▸ 原文內容:

------------------------------

此題與1.32、1.33是一個系列題,沒什么難度,只不過把sum的加改成乘就可以了,遞歸與迭代版本相應修改即可:
;(define (product term a next b)
; (if (> a b)
; 1
; (* (term a) (product term (next a) next b))))
(define (product-iter term a next b result)
(if (> a b)
result
(product-iter term (next a) next b (* result (term a)))))
分號注釋的是遞歸版本。利用product過程生成一個計算pi的過程,也是很簡單,通過觀察公式的規律即可得出:
(define (product term a next b)
(product-iter term a next b 1))
(define (inc x) (+ x 2))
(define (pi-term n)(/ (* (- n 1) (+ n 1)) (* n n)))
(define (product-pi a b)
(product pi-term a inc b))
測試一下:
> (* 4 (product-pi 3 1000))

------------------------------

▸ 任務說明 A: 請把上方原文中的「分號注釋的是遞歸版本。」這句話譯成英文。
▸ 任務說明 B: 請接續上方講 product 過程的原文，從它停下的地方往下寫。

------------------------------

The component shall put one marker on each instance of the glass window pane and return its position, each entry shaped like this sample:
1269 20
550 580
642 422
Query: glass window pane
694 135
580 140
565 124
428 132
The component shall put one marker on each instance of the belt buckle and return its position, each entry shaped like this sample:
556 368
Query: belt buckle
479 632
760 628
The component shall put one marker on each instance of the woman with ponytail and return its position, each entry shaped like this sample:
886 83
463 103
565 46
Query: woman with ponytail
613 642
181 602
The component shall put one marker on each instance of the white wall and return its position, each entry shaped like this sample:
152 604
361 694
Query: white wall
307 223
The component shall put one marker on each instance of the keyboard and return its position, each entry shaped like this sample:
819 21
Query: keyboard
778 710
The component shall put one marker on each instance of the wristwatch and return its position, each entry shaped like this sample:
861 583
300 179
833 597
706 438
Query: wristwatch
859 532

------------------------------

▸ 參考答案 A: The version commented out with semicolons is the recursive one.

▸ 參考答案 B:
3.1431638424191978569077933
再來看習題1.32,如果說sum和product過程是一定程度的抽象,將對累積項和下一項的處理抽象為過程作為參數提取出來,那么這個題目要求將累積的操作也作為參數提取出來,是更高層次的抽象,同樣也難不倒我們:
(define (accumulate combiner null-value term a next b)
(if (> a b)
null-value
(combiner (term a) (accumulate combiner null-value term (next a) next b))))
OK,其中combiner是進行累積的操作,而null-value值基本值。現在改寫sum和product過程,對于sum過程來說,累積的操作就是加法,而基本值當然是0了:
(define (sum term a next b)
(accumulate + 0 term a next b))
而對于product,累積操作是乘法,而基本值是1,因此:
(define (product term a next b)
(accumulate * 1 term a next b))
測試一下過去寫的那些測試程序,比如生成pi的過程,可以驗證一切正常!
上面的accumulate過程是遞歸版本,對應的迭代版本也很容易改寫了:
(define (accumulate-iter combiner term a next b result)
(if (> a b)
result
(accumulate-iter combiner term (next a) next b (combiner result (term a)))))
(define (accumulate combiner null-value term a next b)
(accumulate-iter combiner term a next b null-value))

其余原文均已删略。